__Problem description__. Present every line of the records below as a numbered list, skipping any blank lines.

┏━━

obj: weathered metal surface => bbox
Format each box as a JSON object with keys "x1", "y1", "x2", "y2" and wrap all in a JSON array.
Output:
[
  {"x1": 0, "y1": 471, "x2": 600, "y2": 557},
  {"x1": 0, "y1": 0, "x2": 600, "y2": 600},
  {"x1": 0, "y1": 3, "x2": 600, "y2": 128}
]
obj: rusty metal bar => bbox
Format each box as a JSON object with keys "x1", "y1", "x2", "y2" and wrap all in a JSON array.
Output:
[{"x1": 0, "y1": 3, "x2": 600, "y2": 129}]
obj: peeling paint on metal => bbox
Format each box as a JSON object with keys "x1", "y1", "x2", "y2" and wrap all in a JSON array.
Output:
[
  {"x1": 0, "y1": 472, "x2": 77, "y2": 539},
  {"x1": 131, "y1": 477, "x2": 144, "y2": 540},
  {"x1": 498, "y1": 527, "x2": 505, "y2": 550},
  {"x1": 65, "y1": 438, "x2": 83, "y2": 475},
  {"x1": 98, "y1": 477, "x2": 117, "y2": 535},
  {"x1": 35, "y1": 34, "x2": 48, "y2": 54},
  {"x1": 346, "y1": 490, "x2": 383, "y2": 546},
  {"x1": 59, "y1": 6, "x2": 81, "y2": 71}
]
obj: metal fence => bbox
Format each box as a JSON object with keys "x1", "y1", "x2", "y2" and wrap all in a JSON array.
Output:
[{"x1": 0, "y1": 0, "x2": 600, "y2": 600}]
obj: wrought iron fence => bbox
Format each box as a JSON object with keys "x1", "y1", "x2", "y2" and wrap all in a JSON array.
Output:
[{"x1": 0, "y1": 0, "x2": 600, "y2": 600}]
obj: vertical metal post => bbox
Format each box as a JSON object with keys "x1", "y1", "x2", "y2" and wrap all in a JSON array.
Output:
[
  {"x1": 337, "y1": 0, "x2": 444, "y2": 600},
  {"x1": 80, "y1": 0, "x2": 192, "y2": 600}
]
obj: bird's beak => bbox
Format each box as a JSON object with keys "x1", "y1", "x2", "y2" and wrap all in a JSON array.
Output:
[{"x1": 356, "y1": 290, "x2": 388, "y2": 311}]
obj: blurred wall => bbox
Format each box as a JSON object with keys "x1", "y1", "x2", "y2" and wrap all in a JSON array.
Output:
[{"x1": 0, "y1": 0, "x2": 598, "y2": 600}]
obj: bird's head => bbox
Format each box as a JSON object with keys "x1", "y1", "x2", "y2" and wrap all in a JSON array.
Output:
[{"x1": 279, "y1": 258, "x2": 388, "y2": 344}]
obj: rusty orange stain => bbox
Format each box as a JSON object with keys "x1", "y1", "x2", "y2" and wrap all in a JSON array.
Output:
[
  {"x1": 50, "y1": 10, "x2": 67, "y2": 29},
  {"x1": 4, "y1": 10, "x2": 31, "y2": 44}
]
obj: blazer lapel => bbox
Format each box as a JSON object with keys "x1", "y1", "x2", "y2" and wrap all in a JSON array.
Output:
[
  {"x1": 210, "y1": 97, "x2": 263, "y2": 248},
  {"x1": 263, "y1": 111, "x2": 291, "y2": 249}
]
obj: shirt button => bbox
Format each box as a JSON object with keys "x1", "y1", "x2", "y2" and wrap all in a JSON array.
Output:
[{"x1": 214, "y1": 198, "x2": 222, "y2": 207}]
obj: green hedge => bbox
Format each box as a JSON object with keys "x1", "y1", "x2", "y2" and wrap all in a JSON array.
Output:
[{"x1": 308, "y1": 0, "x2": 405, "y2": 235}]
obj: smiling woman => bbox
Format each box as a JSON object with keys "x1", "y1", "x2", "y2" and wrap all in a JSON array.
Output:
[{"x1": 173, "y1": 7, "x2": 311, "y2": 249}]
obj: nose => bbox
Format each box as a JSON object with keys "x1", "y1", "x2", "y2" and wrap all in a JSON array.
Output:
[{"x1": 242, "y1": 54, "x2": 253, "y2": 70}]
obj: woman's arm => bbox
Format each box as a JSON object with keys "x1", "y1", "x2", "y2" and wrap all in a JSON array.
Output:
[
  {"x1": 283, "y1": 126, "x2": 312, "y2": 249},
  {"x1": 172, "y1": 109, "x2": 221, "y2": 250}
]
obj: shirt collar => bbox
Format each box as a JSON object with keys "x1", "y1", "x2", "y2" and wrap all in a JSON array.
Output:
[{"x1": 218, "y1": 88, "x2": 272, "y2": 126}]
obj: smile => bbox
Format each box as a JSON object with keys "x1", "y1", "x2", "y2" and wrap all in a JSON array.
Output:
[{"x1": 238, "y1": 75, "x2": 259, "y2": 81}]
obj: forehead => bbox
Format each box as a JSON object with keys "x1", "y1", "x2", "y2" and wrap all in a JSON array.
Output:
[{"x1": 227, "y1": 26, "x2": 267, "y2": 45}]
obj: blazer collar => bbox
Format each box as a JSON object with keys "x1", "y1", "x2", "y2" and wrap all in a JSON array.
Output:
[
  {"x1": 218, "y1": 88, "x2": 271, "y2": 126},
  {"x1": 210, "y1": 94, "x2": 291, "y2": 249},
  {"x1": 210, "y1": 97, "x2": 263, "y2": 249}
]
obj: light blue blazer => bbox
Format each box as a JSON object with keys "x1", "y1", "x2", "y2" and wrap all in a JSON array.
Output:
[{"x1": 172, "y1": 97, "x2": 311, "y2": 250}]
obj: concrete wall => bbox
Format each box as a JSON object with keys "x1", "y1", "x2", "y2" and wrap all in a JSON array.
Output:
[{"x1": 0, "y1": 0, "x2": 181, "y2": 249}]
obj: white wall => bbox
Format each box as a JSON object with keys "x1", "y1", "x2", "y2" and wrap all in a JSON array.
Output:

┗━━

__Output of the task__.
1. obj: weathered metal surface => bbox
2. Format each box as a JSON object with keys "x1", "y1", "x2", "y2" and wrap all in a JSON array.
3. Output:
4. [
5.   {"x1": 0, "y1": 471, "x2": 600, "y2": 557},
6.   {"x1": 0, "y1": 0, "x2": 600, "y2": 600},
7.   {"x1": 0, "y1": 3, "x2": 600, "y2": 128}
8. ]
9. obj: rusty metal bar => bbox
10. Format each box as a JSON object with keys "x1", "y1", "x2", "y2" and wrap all in a JSON array.
11. Output:
12. [{"x1": 0, "y1": 3, "x2": 600, "y2": 129}]
13. obj: peeling paint on metal => bbox
14. Format each box as a JSON object with keys "x1", "y1", "x2", "y2" and wrap all in a JSON array.
15. Output:
16. [
17.   {"x1": 0, "y1": 472, "x2": 77, "y2": 539},
18.   {"x1": 131, "y1": 477, "x2": 144, "y2": 540},
19.   {"x1": 498, "y1": 527, "x2": 505, "y2": 550},
20.   {"x1": 65, "y1": 438, "x2": 83, "y2": 475},
21.   {"x1": 98, "y1": 477, "x2": 117, "y2": 535},
22.   {"x1": 35, "y1": 34, "x2": 48, "y2": 54},
23.   {"x1": 346, "y1": 490, "x2": 383, "y2": 546},
24.   {"x1": 59, "y1": 6, "x2": 81, "y2": 71}
25. ]
26. obj: metal fence => bbox
27. Format each box as a JSON object with keys "x1", "y1", "x2", "y2" and wrap all in a JSON array.
28. Output:
29. [{"x1": 0, "y1": 0, "x2": 600, "y2": 600}]
30. obj: wrought iron fence => bbox
31. Format each box as a JSON object with keys "x1", "y1", "x2", "y2" and wrap all in a JSON array.
32. Output:
33. [{"x1": 0, "y1": 0, "x2": 600, "y2": 600}]
34. obj: vertical metal post => bbox
35. Format each box as a JSON object with keys "x1", "y1", "x2", "y2" and wrap all in a JSON array.
36. Output:
37. [
38.   {"x1": 337, "y1": 0, "x2": 444, "y2": 600},
39.   {"x1": 80, "y1": 0, "x2": 192, "y2": 600}
40. ]
41. obj: bird's beak => bbox
42. Format each box as a JSON object with keys "x1", "y1", "x2", "y2" and wrap all in a JSON array.
43. Output:
44. [{"x1": 356, "y1": 290, "x2": 388, "y2": 311}]
45. obj: blurred wall => bbox
46. Format each box as a JSON object with keys "x1", "y1", "x2", "y2" and wrap all in a JSON array.
47. Output:
48. [{"x1": 0, "y1": 0, "x2": 598, "y2": 600}]
49. obj: bird's head => bbox
50. Format each box as a JSON object with keys "x1", "y1", "x2", "y2" and wrap all in a JSON array.
51. Output:
52. [{"x1": 279, "y1": 258, "x2": 388, "y2": 344}]
53. obj: rusty orange stain => bbox
54. Format each box as a JSON object with keys "x1", "y1", "x2", "y2" and wrap all in a JSON array.
55. Output:
56. [
57.   {"x1": 50, "y1": 10, "x2": 67, "y2": 29},
58.   {"x1": 4, "y1": 10, "x2": 31, "y2": 44}
59. ]
60. obj: blazer lapel => bbox
61. Format each box as a JSON object with keys "x1", "y1", "x2", "y2" and wrap all in a JSON array.
62. Output:
63. [
64.   {"x1": 210, "y1": 97, "x2": 263, "y2": 248},
65.   {"x1": 263, "y1": 111, "x2": 291, "y2": 249}
66. ]
67. obj: shirt button => bbox
68. Format each box as a JSON object with keys "x1", "y1", "x2", "y2" and wrap all in a JSON array.
69. Output:
70. [{"x1": 214, "y1": 198, "x2": 222, "y2": 207}]
71. obj: green hedge => bbox
72. Format each box as a JSON object with keys "x1", "y1", "x2", "y2" and wrap all in a JSON array.
73. Output:
74. [{"x1": 308, "y1": 0, "x2": 405, "y2": 235}]
75. obj: smiling woman => bbox
76. Format each box as a JSON object with keys "x1", "y1", "x2", "y2" and wrap all in a JSON array.
77. Output:
78. [{"x1": 173, "y1": 7, "x2": 311, "y2": 249}]
79. obj: nose => bbox
80. Format each box as a JSON object with keys "x1", "y1", "x2", "y2" and wrap all in a JSON array.
81. Output:
82. [{"x1": 242, "y1": 54, "x2": 253, "y2": 70}]
83. obj: woman's arm => bbox
84. Format each box as a JSON object with keys "x1", "y1", "x2", "y2" and wrap all in a JSON array.
85. Output:
86. [
87.   {"x1": 283, "y1": 126, "x2": 312, "y2": 249},
88.   {"x1": 172, "y1": 109, "x2": 221, "y2": 250}
89. ]
90. obj: shirt collar => bbox
91. Format each box as a JSON object with keys "x1", "y1", "x2", "y2" and wrap all in a JSON array.
92. Output:
93. [{"x1": 218, "y1": 88, "x2": 272, "y2": 126}]
94. obj: smile => bbox
95. Format each box as a JSON object with keys "x1", "y1", "x2", "y2" and wrap all in a JSON array.
96. Output:
97. [{"x1": 238, "y1": 75, "x2": 259, "y2": 81}]
98. obj: forehead => bbox
99. Format each box as a JSON object with keys "x1", "y1", "x2", "y2" and wrap all in a JSON array.
100. Output:
101. [{"x1": 227, "y1": 26, "x2": 267, "y2": 45}]
102. obj: blazer collar => bbox
103. Format each box as a JSON object with keys "x1", "y1", "x2", "y2" and wrap all in a JSON array.
104. Output:
105. [
106.   {"x1": 218, "y1": 88, "x2": 271, "y2": 126},
107.   {"x1": 210, "y1": 94, "x2": 291, "y2": 249},
108.   {"x1": 210, "y1": 97, "x2": 263, "y2": 249}
109. ]
110. obj: light blue blazer => bbox
111. Format each box as a JSON object with keys "x1", "y1", "x2", "y2" and wrap all in a JSON array.
112. Output:
113. [{"x1": 172, "y1": 97, "x2": 311, "y2": 250}]
114. obj: concrete wall => bbox
115. Format each box as a JSON object with keys "x1", "y1", "x2", "y2" and wrap all in a JSON array.
116. Output:
117. [{"x1": 0, "y1": 0, "x2": 181, "y2": 249}]
118. obj: white wall => bbox
119. Format each box as a JSON object with keys "x1", "y1", "x2", "y2" and wrap all in a JSON array.
120. Output:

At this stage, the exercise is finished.